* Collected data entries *
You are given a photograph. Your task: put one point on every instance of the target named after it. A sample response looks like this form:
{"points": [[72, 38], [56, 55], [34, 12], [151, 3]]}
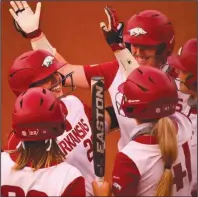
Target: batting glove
{"points": [[25, 20], [114, 32]]}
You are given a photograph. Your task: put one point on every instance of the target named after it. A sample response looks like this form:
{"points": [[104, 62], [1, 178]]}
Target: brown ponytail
{"points": [[166, 136]]}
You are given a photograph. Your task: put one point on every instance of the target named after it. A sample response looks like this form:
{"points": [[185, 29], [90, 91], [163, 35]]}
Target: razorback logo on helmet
{"points": [[180, 50], [137, 31], [48, 61]]}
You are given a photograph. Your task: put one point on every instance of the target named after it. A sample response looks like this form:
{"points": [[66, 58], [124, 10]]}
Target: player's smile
{"points": [[144, 54]]}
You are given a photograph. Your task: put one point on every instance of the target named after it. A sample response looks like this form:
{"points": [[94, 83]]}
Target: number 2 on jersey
{"points": [[88, 143]]}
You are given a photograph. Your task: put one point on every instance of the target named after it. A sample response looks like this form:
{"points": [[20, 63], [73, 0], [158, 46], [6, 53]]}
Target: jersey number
{"points": [[7, 190], [88, 143], [179, 174]]}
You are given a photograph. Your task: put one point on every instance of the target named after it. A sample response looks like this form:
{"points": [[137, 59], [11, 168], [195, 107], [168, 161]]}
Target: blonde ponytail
{"points": [[166, 136]]}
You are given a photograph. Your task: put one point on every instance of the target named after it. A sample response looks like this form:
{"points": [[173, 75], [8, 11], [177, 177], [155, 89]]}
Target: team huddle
{"points": [[154, 105]]}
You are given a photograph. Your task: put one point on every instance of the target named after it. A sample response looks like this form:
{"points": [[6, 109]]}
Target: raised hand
{"points": [[114, 32], [25, 20]]}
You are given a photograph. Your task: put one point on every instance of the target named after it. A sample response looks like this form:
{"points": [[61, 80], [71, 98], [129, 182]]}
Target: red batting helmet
{"points": [[148, 93], [189, 47], [37, 115], [188, 63], [150, 27], [31, 67]]}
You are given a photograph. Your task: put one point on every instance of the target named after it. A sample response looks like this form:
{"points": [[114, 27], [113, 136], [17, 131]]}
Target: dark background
{"points": [[73, 28]]}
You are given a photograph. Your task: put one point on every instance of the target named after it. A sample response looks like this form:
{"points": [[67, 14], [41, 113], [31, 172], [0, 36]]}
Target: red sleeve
{"points": [[108, 70], [126, 176], [75, 188]]}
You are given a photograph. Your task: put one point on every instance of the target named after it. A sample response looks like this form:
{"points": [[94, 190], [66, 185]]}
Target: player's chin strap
{"points": [[23, 144], [50, 144], [19, 144], [145, 131], [192, 102]]}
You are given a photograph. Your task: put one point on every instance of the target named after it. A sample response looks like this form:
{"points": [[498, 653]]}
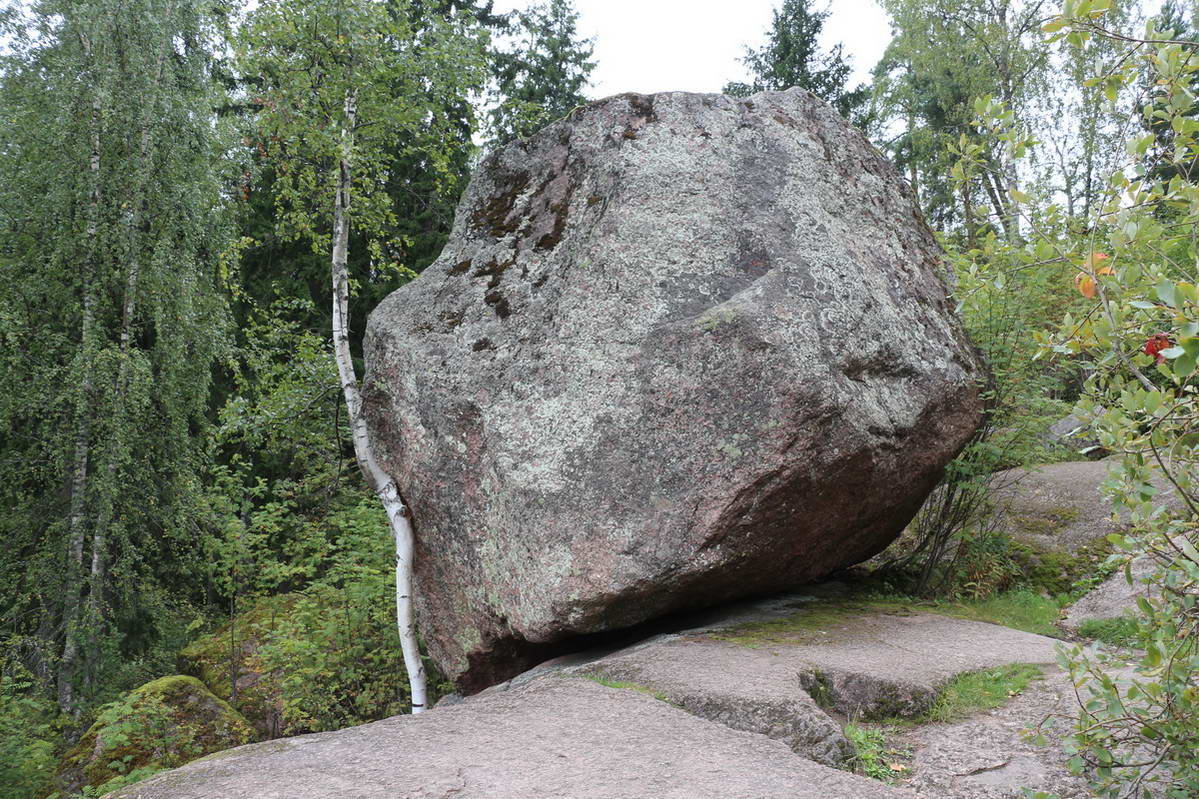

* TASK DIRECTIONS *
Print only the lines running from the one containing "Target: team huddle" to the end of the data above, exactly; include no pictures.

* RESPONSE TO THE EXERCISE *
Target: team huddle
{"points": [[154, 105]]}
You are given a photograph. Your task: put one point on every instance of the target named after it. A sample response looks like this form:
{"points": [[6, 109]]}
Target: raised hand
{"points": [[114, 32], [25, 20]]}
You are given a photograph. Your task: put one point on every instance of the target named after it. A sample response looks like this form:
{"points": [[61, 80], [71, 98], [129, 182]]}
Target: red batting helmet
{"points": [[148, 93], [189, 47], [37, 115], [188, 63], [150, 27], [31, 67]]}
You are given a photograph. Your task: put one point on every instance of the target named after it. A sample response looks like this form:
{"points": [[114, 27], [113, 136], [17, 131]]}
Target: dark background
{"points": [[73, 28]]}
You are given a photograph. Your task: put one point on every instance of the target named after it. A sample response looks like this form:
{"points": [[67, 14], [41, 113], [31, 172], [0, 36]]}
Target: red sleeve
{"points": [[108, 70], [126, 176], [75, 188]]}
You are given a photograph. Your task: put one point on every instance of the target named after it. A sample response looks like this form:
{"points": [[94, 190], [66, 185]]}
Target: player's chin strap
{"points": [[23, 144], [50, 144], [19, 144], [145, 131], [192, 102]]}
You are given a photograph. Your task: put one point on every instance of the target named after it. A sample response looks like this form:
{"points": [[498, 653]]}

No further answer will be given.